Records from a collection
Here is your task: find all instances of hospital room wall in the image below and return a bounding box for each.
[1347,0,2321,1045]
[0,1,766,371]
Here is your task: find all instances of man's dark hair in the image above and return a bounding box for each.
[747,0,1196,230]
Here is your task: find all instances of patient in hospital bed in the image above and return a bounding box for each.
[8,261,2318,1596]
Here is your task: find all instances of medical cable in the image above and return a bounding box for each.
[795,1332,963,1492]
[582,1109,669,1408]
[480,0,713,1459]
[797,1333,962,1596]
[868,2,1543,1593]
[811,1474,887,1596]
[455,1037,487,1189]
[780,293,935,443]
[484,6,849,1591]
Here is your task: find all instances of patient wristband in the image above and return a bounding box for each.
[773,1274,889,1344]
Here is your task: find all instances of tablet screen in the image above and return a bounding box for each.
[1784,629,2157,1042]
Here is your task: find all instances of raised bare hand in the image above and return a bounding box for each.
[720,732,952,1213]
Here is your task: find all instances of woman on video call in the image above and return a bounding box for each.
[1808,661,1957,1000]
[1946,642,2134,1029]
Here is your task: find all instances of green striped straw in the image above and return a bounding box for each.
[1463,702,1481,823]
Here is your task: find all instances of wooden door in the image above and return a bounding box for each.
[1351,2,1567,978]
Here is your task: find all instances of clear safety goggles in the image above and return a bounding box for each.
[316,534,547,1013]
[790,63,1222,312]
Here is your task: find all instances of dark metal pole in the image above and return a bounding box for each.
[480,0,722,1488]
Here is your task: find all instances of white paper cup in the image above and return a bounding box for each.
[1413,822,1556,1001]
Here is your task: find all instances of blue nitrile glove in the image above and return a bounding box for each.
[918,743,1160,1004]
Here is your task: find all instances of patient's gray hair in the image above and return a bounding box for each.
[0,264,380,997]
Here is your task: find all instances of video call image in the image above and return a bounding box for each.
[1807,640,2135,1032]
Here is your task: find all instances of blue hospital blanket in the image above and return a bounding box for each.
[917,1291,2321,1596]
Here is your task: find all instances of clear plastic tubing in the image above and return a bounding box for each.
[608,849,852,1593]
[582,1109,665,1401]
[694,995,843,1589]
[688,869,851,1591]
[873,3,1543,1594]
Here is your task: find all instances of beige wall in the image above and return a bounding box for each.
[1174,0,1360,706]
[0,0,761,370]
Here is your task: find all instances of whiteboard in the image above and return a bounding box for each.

What is needed ▸
Retype the records above in full, matching each line exactly.

Result for this task ▸
Here is your task: find all instances of hospital room wall in the image below and return a bounding box for each.
[1347,0,2321,1045]
[0,1,766,371]
Here is your task: find all instances of man's dark hair in the image above and return a bounding box for each.
[747,0,1196,230]
Here is your task: find all instances of patient in hospital bed in the image above and return a bounding box for each.
[8,261,2318,1596]
Here is your task: find all instances of medical cable in the image above and return a bounding box for each.
[795,1332,963,1492]
[582,1109,669,1408]
[480,0,713,1459]
[797,1333,962,1596]
[868,2,1543,1593]
[811,1474,887,1596]
[455,1037,487,1189]
[780,293,935,443]
[484,6,849,1591]
Here is your task: find all instances of patient wristband in the image above and return a bounding box for each.
[773,1274,889,1344]
Here is your task: find all instances of tablet screen in the image above and return a bounding box for each.
[1784,629,2157,1042]
Here is your task: find all instances of raised bare hand in the image above and return a bounding box for each.
[720,732,952,1213]
Here is your task: find all instances of woman on video call in the image above and return a bounding box for each.
[1808,661,1957,1000]
[1946,642,2134,1029]
Here is your task: find all instances of green striped straw in the image above and return a bounding box for each.
[1463,702,1481,823]
Here is your task: find all instances of wooden door in the image above and return a bounding box for each.
[1351,2,1567,978]
Here is your task: find all instances of clear safety goggles in the image above and return a bounding box for each.
[316,534,547,1013]
[790,63,1222,312]
Here is your task: find all instances of dark metal pole in the image above and return a bounding box for each.
[480,0,722,1488]
Here is your task: find all instances of white paper cup in the image above and return a bounding box for each.
[1413,822,1556,1001]
Here is your task: find all instances of blue nitrile glove in the image above and return a bounding box for each.
[918,743,1160,1004]
Here is your task: find all instances of patient's gray hair in the image above and return a bounding box for each.
[0,264,380,997]
Here is your task: find all instances of video call image in the image above and return a bounding box for each.
[1807,640,2135,1032]
Here is your task: find all instances of blue hospital blanket in the image above and return a bounding box for each.
[917,1291,2321,1596]
Here is your task: find all instances of clear plastic tubing in the image above and return a bounding box for each.
[608,849,852,1593]
[582,1109,665,1401]
[694,995,843,1589]
[688,869,851,1591]
[873,3,1543,1594]
Here is your task: find all instances of beige wall in the image above and return a bounding box for each.
[1174,0,1360,706]
[0,0,761,370]
Here is your task: find all instances of whiteboard in the image above and return a bounding box for each.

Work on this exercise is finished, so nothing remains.